**LISTED ENTRIES**
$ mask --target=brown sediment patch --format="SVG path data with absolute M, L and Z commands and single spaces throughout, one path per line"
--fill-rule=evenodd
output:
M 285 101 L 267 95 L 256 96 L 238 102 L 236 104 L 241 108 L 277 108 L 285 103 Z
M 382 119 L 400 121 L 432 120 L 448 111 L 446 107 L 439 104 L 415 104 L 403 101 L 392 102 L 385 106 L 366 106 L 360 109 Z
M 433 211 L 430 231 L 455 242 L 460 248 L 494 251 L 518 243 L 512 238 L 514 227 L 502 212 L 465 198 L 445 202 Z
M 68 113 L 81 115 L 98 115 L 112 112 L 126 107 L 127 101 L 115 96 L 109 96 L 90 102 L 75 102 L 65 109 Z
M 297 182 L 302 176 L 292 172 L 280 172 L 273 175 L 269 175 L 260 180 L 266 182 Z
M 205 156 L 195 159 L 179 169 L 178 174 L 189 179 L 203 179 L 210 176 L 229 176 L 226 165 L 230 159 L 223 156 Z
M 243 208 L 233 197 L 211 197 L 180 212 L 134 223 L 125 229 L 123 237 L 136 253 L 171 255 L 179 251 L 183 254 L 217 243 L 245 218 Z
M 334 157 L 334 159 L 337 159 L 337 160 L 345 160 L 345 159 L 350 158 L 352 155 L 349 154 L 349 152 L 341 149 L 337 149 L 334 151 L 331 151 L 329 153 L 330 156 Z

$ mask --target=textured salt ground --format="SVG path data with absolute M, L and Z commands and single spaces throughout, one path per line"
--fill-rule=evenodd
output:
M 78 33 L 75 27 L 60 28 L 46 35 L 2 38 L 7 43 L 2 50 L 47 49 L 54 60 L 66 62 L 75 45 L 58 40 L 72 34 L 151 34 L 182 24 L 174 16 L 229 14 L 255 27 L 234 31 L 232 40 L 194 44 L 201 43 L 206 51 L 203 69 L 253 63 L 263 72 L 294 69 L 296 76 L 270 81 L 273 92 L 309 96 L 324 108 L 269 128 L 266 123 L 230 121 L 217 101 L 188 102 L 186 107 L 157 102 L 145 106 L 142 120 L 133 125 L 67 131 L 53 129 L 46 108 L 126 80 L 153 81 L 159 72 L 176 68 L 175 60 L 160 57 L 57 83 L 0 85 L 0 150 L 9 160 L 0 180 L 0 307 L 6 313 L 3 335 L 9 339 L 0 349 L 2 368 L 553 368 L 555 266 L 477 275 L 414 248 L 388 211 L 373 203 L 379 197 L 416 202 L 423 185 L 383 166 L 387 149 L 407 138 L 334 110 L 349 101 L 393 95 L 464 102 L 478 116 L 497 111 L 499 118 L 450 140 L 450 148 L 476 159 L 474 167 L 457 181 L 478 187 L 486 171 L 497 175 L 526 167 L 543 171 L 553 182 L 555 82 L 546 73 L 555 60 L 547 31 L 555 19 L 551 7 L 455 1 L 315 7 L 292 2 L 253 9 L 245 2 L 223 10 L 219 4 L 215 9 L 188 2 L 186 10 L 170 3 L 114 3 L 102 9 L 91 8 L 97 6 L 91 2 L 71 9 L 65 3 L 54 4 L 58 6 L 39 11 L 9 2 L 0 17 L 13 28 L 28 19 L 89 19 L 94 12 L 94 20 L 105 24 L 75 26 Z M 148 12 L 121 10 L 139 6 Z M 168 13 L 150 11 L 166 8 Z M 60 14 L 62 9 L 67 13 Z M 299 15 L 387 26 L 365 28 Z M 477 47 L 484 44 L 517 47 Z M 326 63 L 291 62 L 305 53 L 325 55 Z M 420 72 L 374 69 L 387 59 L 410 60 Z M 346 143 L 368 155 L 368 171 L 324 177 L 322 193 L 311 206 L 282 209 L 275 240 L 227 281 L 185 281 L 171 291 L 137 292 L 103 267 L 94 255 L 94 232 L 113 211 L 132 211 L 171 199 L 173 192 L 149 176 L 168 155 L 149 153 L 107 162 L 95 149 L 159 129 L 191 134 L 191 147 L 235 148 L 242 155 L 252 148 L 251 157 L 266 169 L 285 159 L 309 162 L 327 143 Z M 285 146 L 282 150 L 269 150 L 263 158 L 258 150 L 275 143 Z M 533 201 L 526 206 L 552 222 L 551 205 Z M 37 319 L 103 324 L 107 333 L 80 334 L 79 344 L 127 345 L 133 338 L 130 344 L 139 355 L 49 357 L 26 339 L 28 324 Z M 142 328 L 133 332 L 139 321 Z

**WRITTEN PROBLEM**
Repeat all of the lines above word for word, from the first through the last.

**RESPONSE TO THE TASK**
$ mask --target=brown sediment patch --format="SVG path data with absolute M, L and Z commands and single spaces throughout, one path per line"
--fill-rule=evenodd
output:
M 285 101 L 267 95 L 256 96 L 238 102 L 236 104 L 241 108 L 277 108 L 285 103 Z
M 382 119 L 400 121 L 432 120 L 448 111 L 446 107 L 439 104 L 415 104 L 403 101 L 392 102 L 385 106 L 366 106 L 360 109 Z
M 433 211 L 430 231 L 455 242 L 460 248 L 494 251 L 518 243 L 512 238 L 514 227 L 502 212 L 465 198 L 445 202 Z
M 68 113 L 81 115 L 98 115 L 112 112 L 126 107 L 127 101 L 115 96 L 109 96 L 90 102 L 75 102 L 65 109 Z
M 297 182 L 302 176 L 292 172 L 280 172 L 273 175 L 269 175 L 260 180 L 266 182 Z
M 205 156 L 195 159 L 179 169 L 178 174 L 189 179 L 203 179 L 210 176 L 229 176 L 226 165 L 230 159 L 223 156 Z
M 243 208 L 233 197 L 211 197 L 180 212 L 134 223 L 125 229 L 123 237 L 136 253 L 171 255 L 179 251 L 183 254 L 217 243 L 245 218 Z
M 334 157 L 334 159 L 337 159 L 337 160 L 345 160 L 345 159 L 350 158 L 352 155 L 349 154 L 349 152 L 341 149 L 337 149 L 334 151 L 331 151 L 329 153 L 330 156 Z

$ mask --target=textured salt ground --format="SVG path data with absolute M, L and Z commands and single spaces throughout, one path per line"
--fill-rule=evenodd
output:
M 78 33 L 75 27 L 60 28 L 46 35 L 2 38 L 7 43 L 2 50 L 47 49 L 54 60 L 66 62 L 75 45 L 58 40 L 72 34 L 151 34 L 182 24 L 174 16 L 229 14 L 255 27 L 234 31 L 232 40 L 194 44 L 201 43 L 206 51 L 203 69 L 253 63 L 263 72 L 294 69 L 296 76 L 270 81 L 273 92 L 309 96 L 324 108 L 269 128 L 266 123 L 230 121 L 217 101 L 188 102 L 186 107 L 157 102 L 145 106 L 142 120 L 133 125 L 67 131 L 53 129 L 46 108 L 126 80 L 153 81 L 159 72 L 176 68 L 175 60 L 160 57 L 57 83 L 0 85 L 0 150 L 9 160 L 0 180 L 0 307 L 6 313 L 3 335 L 9 339 L 0 349 L 2 368 L 553 368 L 555 266 L 477 275 L 414 248 L 388 211 L 373 203 L 379 197 L 416 202 L 423 185 L 383 166 L 387 149 L 407 138 L 334 110 L 349 101 L 393 95 L 464 102 L 478 116 L 497 111 L 499 118 L 450 140 L 450 148 L 476 159 L 474 167 L 457 181 L 478 187 L 486 171 L 497 175 L 526 167 L 543 171 L 553 182 L 555 82 L 546 73 L 555 60 L 547 31 L 555 19 L 551 7 L 455 1 L 315 7 L 292 2 L 253 9 L 245 2 L 223 10 L 219 4 L 215 9 L 188 2 L 186 10 L 170 3 L 114 3 L 102 9 L 91 8 L 97 6 L 91 2 L 71 9 L 65 3 L 54 4 L 58 6 L 39 11 L 9 2 L 0 17 L 13 28 L 28 19 L 89 19 L 94 12 L 94 20 L 105 24 L 75 26 Z M 148 12 L 121 10 L 139 6 Z M 168 13 L 150 11 L 166 8 Z M 60 14 L 62 9 L 67 13 Z M 299 15 L 387 26 L 365 28 Z M 477 47 L 484 44 L 517 47 Z M 326 63 L 291 62 L 305 53 L 325 55 Z M 420 72 L 374 69 L 387 59 L 410 60 Z M 346 143 L 368 155 L 368 171 L 324 177 L 322 193 L 311 206 L 282 209 L 275 240 L 227 281 L 185 281 L 171 291 L 137 292 L 103 267 L 94 255 L 94 232 L 113 211 L 132 211 L 171 199 L 173 192 L 149 176 L 168 155 L 149 153 L 107 162 L 95 149 L 159 129 L 191 134 L 191 147 L 235 148 L 242 155 L 252 148 L 251 157 L 266 169 L 285 159 L 309 162 L 327 143 Z M 285 146 L 282 150 L 269 150 L 263 158 L 258 150 L 275 143 Z M 533 201 L 526 206 L 552 222 L 551 205 Z M 37 319 L 103 324 L 107 333 L 80 334 L 79 344 L 127 345 L 133 338 L 130 344 L 139 355 L 49 357 L 26 339 L 28 324 Z M 142 328 L 133 332 L 139 321 Z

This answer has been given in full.